Content starts

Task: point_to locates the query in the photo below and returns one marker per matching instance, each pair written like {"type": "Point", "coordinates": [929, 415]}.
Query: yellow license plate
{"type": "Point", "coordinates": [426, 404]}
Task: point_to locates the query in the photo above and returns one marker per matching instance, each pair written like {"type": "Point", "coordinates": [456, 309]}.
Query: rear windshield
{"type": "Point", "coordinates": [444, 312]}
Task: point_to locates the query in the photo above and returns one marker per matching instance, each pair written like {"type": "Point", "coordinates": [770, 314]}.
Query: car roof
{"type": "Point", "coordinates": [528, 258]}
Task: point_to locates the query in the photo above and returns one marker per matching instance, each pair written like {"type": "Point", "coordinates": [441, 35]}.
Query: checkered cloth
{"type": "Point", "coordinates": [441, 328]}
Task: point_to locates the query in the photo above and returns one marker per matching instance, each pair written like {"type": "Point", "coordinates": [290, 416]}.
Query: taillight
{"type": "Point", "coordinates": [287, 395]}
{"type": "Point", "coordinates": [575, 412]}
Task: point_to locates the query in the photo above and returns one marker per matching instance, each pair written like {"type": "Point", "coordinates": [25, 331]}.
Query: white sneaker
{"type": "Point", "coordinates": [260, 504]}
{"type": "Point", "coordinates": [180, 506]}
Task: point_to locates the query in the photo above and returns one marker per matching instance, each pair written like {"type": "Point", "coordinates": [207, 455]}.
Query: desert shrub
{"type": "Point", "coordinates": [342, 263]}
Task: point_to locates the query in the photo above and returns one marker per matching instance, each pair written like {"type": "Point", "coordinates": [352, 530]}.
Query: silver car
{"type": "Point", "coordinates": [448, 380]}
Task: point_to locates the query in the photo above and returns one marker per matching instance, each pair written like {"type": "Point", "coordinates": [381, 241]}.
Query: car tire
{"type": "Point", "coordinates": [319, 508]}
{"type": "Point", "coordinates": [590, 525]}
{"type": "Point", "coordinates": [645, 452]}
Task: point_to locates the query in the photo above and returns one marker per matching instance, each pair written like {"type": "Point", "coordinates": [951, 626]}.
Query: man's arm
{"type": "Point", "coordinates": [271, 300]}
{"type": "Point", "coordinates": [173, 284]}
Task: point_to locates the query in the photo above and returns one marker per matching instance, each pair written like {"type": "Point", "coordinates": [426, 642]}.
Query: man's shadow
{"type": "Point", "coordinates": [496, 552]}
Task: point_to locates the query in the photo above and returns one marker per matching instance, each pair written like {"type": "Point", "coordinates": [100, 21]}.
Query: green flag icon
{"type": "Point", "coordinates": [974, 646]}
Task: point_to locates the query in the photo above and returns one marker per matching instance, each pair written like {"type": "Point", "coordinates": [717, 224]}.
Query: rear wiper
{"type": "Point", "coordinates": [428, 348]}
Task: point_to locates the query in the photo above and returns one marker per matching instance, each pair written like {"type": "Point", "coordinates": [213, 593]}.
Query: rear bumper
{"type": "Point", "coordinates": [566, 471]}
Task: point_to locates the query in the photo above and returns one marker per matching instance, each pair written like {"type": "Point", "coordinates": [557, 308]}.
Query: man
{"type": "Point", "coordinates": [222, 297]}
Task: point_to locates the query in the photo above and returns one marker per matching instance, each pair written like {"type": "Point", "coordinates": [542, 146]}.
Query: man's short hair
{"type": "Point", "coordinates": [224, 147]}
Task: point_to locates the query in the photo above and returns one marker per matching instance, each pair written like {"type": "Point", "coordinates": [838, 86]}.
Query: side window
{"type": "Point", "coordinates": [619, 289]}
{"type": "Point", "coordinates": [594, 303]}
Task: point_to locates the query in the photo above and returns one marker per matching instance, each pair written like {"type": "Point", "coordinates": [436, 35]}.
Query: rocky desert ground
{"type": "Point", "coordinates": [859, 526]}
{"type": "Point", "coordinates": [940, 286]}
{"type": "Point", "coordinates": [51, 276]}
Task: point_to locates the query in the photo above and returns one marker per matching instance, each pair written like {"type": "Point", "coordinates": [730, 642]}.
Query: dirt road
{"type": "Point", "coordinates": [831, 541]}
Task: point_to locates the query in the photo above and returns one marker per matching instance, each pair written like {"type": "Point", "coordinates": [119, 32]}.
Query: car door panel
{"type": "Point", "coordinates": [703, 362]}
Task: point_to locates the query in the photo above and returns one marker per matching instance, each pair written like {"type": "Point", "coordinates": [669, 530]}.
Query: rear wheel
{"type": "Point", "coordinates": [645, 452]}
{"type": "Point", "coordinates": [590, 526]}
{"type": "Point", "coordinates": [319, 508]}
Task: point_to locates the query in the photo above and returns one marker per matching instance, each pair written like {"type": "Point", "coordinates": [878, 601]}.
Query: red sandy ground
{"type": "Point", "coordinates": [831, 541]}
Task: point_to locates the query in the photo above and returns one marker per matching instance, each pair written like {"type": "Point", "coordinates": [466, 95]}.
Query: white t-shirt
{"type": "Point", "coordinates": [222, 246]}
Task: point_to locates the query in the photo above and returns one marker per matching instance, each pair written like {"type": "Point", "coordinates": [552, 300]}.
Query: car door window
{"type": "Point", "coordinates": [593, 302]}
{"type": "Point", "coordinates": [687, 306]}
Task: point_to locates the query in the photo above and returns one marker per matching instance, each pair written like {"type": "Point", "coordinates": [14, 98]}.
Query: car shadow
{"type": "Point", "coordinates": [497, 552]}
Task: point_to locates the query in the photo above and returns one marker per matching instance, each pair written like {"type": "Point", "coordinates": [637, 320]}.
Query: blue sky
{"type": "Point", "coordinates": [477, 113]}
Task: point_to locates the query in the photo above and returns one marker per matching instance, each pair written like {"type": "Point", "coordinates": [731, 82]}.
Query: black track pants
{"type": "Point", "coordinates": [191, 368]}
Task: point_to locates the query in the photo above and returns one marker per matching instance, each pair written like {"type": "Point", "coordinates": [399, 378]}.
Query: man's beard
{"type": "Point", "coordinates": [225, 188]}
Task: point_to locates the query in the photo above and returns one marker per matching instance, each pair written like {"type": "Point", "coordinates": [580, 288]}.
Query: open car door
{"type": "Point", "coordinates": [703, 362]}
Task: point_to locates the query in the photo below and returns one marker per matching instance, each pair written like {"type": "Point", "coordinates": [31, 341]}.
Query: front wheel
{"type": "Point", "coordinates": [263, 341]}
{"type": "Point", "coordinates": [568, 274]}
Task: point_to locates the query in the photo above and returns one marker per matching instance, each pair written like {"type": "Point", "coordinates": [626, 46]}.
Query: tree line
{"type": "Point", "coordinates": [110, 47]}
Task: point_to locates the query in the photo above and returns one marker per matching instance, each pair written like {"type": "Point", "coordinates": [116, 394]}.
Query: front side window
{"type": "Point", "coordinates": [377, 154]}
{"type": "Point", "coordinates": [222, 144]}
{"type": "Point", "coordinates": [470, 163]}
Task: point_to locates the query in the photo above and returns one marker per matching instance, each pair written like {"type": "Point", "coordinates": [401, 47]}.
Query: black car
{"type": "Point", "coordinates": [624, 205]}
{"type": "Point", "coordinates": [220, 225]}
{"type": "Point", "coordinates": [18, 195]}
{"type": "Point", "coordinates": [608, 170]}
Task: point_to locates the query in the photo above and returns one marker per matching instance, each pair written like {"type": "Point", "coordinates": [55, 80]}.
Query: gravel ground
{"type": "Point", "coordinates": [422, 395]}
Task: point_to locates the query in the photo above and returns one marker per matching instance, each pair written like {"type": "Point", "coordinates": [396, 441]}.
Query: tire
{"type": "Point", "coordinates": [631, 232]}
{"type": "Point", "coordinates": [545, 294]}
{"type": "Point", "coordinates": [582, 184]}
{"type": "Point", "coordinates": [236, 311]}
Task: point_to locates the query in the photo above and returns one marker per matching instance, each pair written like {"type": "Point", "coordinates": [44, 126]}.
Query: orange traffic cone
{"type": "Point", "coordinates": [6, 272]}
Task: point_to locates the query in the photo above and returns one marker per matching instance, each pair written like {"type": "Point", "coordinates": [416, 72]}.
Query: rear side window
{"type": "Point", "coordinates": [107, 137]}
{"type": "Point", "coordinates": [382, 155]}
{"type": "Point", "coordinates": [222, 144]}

Content ends

**About this exercise:** Look through the records and gather every line containing "below".

**Task response:**
Task: point_to locates the query in the photo below and returns one marker per matching instance, each pair written like {"type": "Point", "coordinates": [929, 415]}.
Task: point_to locates the query in the photo below and returns one marker per matching instance, each pair written like {"type": "Point", "coordinates": [31, 341]}.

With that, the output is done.